** Opening PASSAGE block **
Just Show Up: What I’ve Learned About Friendship

We’re coming up on my 10 year college reunion, which makes me feel like a really fortunate, well-educated dinosaur. Other things that happened 10 years ago: Britney’s buzz cut, the debut of the first iPhone, and the Spice Girls Reunion Tour.  (That last one sent me into a tail spin because when I saw it I spent 10 minutes deciding if the title of this post should really be “You Gotta Get With My Friends.” Thanks, Google. And Victoria Beckham.)


I learned a lot in college, and forgot a lot in college, and ate too much buffalo chicken in college. But my biggest takeaways, hands down, are the friendships I formed there. Most of my college friends lived in the same dorm freshman year by chance. The same hallway in fact. I like to joke that we were just too lazy to make new friends so we stuck together the rest of college, and post college, and forever. But the truth of the matter is these people were my soulmates.

Well played, Boston College Residential Life. Well played.


They have given me a lot of themselves over the years and I’m forever grateful for the hilarity, the ridiculousness, and the love. They show their love in many ways, but my favorite is their ability to just show up.
** Closing PASSAGE block **
> _AIM OF THE EXERCISE_
Return the part of the friendship post that runs from "We’re coming up" up to and including "And Victoria Beckham.)", copied word for word. You can complete the task without the rows that follow.
** Opening DATA block **
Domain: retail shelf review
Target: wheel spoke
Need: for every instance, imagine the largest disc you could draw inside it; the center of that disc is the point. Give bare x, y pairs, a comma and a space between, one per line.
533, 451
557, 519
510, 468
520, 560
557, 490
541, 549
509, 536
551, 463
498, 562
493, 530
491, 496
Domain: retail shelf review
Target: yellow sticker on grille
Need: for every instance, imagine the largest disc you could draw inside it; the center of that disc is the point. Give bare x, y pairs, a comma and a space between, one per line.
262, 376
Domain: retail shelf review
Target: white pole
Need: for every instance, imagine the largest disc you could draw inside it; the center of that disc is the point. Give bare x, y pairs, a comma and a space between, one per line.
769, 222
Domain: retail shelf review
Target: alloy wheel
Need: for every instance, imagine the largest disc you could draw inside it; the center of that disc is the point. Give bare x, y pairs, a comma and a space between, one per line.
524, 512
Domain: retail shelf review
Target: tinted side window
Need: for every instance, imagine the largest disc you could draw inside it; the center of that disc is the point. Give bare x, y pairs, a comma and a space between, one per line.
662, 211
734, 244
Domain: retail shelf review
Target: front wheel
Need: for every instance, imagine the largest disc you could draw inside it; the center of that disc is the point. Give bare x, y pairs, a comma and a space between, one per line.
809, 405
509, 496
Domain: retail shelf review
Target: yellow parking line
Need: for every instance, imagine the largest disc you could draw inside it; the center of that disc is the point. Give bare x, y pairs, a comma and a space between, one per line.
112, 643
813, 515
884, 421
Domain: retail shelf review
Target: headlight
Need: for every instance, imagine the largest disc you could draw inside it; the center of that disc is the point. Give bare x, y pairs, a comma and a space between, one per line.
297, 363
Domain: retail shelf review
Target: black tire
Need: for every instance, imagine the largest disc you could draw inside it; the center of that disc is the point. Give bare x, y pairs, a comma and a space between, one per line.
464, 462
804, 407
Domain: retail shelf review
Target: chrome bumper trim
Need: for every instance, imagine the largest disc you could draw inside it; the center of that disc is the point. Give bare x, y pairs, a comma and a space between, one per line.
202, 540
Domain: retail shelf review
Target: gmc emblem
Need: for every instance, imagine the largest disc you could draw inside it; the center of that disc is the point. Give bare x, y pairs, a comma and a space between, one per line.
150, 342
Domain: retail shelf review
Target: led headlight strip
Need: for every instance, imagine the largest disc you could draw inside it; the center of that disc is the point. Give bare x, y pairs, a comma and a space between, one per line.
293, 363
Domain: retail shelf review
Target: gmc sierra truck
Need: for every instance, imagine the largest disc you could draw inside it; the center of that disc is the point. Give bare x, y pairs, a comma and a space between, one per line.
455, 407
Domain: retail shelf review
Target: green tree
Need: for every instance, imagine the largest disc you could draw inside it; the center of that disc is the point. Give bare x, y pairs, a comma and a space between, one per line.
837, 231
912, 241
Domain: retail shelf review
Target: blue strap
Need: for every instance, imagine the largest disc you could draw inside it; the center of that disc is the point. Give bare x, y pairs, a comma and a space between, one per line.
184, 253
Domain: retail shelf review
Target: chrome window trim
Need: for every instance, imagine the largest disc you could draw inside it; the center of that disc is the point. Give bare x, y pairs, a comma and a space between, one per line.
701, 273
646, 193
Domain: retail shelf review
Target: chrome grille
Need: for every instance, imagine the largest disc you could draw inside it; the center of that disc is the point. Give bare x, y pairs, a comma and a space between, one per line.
** Closing DATA block **
> _ANSWER SECTION_
We’re coming up on my 10 year college reunion, which makes me feel like a really fortunate, well-educated dinosaur. Other things that happened 10 years ago: Britney’s buzz cut, the debut of the first iPhone, and the Spice Girls Reunion Tour.  (That last one sent me into a tail spin because when I saw it I spent 10 minutes deciding if the title of this post should really be “You Gotta Get With My Friends.” Thanks, Google. And Victoria Beckham.)